* Excerpted passage:
The root servers have names like A.ROOT_SERVERS.NET, B.ROOT_SERVERS.NET, and so on.
...
DNS Query types
There are two ways queries are done via DNS: iterative resolution and recursive resolution.
Iterative resolution
With iterative resolution, a DNS server returns either an answer or a referral to another DNS
server.
A referral is a message that tells you about a DNS server at a lower level in the domain
hierarchy. The DNS client must process these referrals by submitting queries to those
servers.
The advantage of iterative resolution is that each component is stateless. It either has an
answer, provides a referral, or it fails the query.
Recursive resolution
Recursive name resolution isn’t a great name because we’re not really using recursion.
Recursive resolution means that a name server is willing to take on the responsibility of fully
resolving the name so the client doesn’t have to deal with referrals. Basically, it does a
sequence of iterative resolutions until it finds a name server that gives it the answer or it
gives up if it’s unable to find one.
The DNS server never sends back referrals to the client that made the request. Instead, it will
query all the needed DNS servers to find the domain name, handle the referrals itself, and
then return either the answer or a failure to the client that made the query.
The good part about recursive resolution is that the client doesn’t need to deal with referrals
and DNS servers can cache all the intermediate results they discovered to make query
resolution quicker in the future.
While recursive resolution makes life easier for the process that is making the request, the
disadvantage of this approach is that the name server has more work to do. It may have to
issue multiple queries and process responses to resolve the domain name, maintaining the
context of the query until the response is sent.
Top-level DNS servers only handle only iterative queries. They want to remain stateless,
handle simple local lookups, and be able to support a heavy query volume with minimal
effort.
Resolvers in action
Most computers run a service called a DNS stub resolver. This is a mini DNS server that
stores and checks cached lookups so that the computer does not have to waste time
contacting a remote service each time it needs to find the address of google.com or any other
frequently accessed domains. Prior to issuing a remote query, the stub resolver also checks a
local hosts file (hosts.txt on Windows systems) to see if there are any pre-configured name-to-
address mappings.
If an answer cannot be found in the cache or in the hosts file, the stub resolver then contacts a
DNS server, often one provided by the ISP or a public DNS server such Cloudflare (1.1.1.1),
Google Public DNS (8.8.8.8), Quad9 (9.9.9.9), OpenDNS (208.67.222.222) or one of several
other free DNS services.

* Given exercise a:
Rewrite the stretch of the DNS passage from "The root servers" through "really using recursion.", changing "DNS client" to "DNS resolver".

* Data lines:

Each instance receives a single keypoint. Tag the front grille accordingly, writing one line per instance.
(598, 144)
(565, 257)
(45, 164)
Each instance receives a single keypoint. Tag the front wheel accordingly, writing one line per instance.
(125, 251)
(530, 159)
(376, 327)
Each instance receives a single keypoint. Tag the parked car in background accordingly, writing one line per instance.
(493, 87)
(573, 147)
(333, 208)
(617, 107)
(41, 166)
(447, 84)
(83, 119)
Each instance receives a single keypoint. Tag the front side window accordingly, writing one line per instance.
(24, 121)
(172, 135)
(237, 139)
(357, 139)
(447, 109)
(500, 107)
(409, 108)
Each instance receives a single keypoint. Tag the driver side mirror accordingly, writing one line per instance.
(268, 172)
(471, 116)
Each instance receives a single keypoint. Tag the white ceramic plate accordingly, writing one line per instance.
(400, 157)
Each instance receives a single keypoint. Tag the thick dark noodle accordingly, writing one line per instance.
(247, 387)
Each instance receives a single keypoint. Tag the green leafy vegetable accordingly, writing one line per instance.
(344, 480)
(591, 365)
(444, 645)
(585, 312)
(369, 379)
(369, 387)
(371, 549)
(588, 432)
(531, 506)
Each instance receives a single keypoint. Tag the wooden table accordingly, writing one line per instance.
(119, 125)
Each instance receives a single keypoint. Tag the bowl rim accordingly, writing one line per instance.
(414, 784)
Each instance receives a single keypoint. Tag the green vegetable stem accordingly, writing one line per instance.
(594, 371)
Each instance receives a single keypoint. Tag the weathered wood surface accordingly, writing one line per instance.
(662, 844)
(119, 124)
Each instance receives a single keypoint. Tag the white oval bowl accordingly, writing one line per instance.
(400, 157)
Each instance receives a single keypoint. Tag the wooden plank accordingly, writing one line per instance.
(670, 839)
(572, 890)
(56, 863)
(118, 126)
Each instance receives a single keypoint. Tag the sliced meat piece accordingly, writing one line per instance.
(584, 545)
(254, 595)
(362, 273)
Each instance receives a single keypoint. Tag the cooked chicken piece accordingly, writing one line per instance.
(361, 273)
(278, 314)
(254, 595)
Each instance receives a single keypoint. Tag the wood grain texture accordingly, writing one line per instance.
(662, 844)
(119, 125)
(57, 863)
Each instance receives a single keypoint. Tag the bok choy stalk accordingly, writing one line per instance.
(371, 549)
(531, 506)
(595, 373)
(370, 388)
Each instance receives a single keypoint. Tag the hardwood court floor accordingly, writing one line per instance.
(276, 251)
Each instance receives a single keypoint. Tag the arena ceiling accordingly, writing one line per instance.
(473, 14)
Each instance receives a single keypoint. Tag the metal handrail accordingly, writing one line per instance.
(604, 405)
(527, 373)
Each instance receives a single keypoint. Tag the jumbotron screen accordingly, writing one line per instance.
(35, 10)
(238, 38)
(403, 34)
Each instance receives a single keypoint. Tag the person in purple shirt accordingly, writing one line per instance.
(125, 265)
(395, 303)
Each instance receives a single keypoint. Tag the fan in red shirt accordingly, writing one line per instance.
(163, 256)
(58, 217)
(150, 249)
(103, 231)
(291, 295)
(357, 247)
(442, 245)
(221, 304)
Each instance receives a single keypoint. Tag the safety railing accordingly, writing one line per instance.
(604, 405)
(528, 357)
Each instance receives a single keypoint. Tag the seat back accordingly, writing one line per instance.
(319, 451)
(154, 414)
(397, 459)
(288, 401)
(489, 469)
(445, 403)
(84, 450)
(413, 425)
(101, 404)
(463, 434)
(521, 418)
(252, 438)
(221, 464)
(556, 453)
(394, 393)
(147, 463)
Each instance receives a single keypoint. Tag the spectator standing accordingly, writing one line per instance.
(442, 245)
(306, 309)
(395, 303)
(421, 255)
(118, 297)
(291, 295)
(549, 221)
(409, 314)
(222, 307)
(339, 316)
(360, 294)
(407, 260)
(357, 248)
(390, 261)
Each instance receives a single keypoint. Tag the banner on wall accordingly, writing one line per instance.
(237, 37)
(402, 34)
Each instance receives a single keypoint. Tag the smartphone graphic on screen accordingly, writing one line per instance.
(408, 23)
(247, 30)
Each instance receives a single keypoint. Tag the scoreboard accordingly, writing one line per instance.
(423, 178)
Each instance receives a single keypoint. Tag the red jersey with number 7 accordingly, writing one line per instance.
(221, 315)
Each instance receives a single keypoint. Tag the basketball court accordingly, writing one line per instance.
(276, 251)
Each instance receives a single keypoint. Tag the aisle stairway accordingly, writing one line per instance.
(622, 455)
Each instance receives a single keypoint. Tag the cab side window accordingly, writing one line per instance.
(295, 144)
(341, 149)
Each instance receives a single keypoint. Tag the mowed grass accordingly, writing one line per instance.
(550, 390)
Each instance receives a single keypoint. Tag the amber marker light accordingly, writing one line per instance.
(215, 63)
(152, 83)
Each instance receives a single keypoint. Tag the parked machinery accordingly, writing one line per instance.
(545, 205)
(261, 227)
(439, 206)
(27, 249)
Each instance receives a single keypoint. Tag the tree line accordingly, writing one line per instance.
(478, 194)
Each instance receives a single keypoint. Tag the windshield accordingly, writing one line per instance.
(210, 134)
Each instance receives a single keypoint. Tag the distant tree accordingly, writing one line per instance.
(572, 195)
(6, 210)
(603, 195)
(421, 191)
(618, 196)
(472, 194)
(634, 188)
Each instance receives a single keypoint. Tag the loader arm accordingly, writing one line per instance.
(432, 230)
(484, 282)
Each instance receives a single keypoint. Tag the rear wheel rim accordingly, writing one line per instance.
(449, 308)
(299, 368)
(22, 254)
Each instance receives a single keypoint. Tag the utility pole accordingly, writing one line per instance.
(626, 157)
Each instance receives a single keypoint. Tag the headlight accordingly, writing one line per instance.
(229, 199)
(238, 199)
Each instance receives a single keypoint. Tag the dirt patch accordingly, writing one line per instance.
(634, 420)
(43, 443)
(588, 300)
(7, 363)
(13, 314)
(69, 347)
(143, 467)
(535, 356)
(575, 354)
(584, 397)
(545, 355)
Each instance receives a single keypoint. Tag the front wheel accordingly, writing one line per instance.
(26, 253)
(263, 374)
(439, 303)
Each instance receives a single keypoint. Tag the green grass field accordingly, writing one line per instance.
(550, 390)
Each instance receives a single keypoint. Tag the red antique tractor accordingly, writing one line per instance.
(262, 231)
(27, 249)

* Given exercise b:
Please state only the number of lines in the listing that contain the string "screen", counting case as significant.

* Problem solution a:
The root servers have names like A.ROOT_SERVERS.NET, B.ROOT_SERVERS.NET, and so on.
...
DNS Query types
There are two ways queries are done via DNS: iterative resolution and recursive resolution.
Iterative resolution
With iterative resolution, a DNS server returns either an answer or a referral to another DNS
server.
A referral is a message that tells you about a DNS server at a lower level in the domain
hierarchy. The DNS resolver must process these referrals by submitting queries to those
servers.
The advantage of iterative resolution is that each component is stateless. It either has an
answer, provides a referral, or it fails the query.
Recursive resolution
Recursive name resolution isn’t a great name because we’re not really using recursion.

* Problem solution b:
2